BEGIN

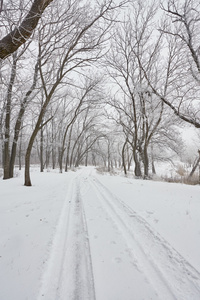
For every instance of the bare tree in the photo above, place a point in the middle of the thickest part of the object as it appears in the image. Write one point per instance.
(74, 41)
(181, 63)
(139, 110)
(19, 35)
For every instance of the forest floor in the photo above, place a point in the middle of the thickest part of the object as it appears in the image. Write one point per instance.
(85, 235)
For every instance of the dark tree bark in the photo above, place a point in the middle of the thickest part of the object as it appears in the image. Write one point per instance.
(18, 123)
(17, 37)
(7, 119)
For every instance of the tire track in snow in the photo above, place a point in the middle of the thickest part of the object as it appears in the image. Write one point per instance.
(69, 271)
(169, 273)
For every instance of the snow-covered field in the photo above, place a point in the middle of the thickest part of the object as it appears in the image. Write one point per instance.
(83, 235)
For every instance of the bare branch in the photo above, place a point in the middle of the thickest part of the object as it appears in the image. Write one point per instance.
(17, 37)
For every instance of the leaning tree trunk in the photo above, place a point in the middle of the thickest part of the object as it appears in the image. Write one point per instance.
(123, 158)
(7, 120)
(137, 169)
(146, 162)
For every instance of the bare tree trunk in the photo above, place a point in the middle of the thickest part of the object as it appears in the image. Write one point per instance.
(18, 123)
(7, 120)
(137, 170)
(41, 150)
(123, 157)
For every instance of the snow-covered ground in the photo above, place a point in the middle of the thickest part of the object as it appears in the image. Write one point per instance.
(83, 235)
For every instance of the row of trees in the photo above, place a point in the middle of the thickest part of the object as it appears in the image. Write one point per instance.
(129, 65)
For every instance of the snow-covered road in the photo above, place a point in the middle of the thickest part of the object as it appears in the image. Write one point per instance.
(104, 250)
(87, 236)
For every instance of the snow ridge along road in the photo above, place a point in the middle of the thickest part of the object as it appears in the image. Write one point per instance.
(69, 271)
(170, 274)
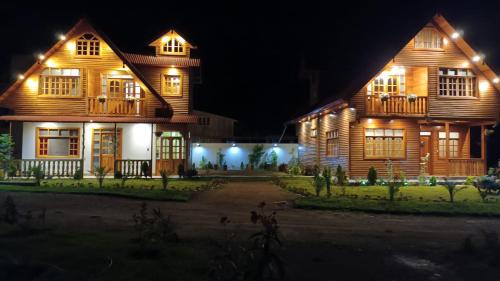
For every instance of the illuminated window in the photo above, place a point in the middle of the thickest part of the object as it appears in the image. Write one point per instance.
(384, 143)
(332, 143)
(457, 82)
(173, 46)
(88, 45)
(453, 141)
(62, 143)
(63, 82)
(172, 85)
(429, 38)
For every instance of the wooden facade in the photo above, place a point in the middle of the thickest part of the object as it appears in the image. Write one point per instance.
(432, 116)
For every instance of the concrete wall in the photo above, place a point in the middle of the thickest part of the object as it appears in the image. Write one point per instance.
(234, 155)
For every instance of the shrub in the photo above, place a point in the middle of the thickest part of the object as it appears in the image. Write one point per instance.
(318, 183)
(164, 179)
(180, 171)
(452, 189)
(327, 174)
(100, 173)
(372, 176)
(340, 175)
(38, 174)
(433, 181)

END
BEGIN

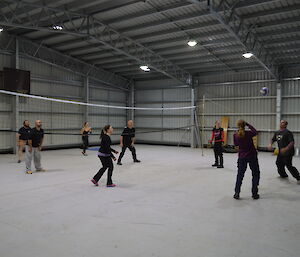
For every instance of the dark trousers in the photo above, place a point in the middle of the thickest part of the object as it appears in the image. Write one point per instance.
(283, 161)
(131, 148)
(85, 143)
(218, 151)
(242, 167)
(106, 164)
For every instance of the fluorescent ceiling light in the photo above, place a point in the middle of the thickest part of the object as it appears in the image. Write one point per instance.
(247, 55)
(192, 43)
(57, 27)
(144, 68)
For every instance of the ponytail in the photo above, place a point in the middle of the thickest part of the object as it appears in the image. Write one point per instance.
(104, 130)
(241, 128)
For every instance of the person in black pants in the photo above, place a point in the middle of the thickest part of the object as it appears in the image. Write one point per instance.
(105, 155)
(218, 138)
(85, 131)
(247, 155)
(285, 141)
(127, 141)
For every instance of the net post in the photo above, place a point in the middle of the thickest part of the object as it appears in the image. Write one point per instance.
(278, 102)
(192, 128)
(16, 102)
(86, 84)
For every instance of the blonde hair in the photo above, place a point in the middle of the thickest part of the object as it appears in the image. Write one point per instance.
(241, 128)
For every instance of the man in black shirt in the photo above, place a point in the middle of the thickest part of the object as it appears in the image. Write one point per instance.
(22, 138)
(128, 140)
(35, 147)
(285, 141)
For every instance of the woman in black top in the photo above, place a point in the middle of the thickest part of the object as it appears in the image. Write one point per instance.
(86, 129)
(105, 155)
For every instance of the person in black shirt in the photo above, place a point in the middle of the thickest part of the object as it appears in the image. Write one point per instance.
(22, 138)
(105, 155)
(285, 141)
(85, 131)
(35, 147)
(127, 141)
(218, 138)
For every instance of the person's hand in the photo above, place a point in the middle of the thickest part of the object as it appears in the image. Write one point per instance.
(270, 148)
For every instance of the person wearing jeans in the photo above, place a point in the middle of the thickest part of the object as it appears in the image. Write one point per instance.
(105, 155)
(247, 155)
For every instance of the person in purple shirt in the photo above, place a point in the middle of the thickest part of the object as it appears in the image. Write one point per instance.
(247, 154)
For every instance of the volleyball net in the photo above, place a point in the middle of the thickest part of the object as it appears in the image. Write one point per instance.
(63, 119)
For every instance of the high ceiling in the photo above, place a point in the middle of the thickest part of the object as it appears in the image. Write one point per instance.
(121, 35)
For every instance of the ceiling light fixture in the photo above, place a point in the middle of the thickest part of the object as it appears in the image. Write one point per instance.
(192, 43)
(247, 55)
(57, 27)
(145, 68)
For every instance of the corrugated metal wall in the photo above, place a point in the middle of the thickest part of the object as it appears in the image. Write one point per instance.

END

_WHAT THE TASK REQUIRES_
The expected answer is an exact copy of the lines above, beginning at the line with "For every instance of the person in purple" and ending at the line with "For every instance of the corrugated", with both ends in.

_ANSWER TO THIS TASK_
For every instance of the person in purple shirt in the photo above, place a point in the middle of the thickest part of the object as it appears in the image. Write one point per instance.
(247, 154)
For every instance of the volleyball net in the photo above, place a point in the middle of the thickest part of the object as it appears in the image. Write one point per instance.
(63, 119)
For every instance of the high ceiling in the photo above, place a point in the middle of the thickest part of the object as it appears in the image. Write one point per instance.
(121, 35)
For every instance of the ceiling light fixture in the photo above, place a point in the middle of the thickest part of the object as it appears in the image. Write one point per instance.
(192, 43)
(247, 55)
(57, 27)
(145, 68)
For every instance of the corrugated metal wall in the photo above, place a point in the middle of the thickest part of the object as it appears in the image. Write one point per instance.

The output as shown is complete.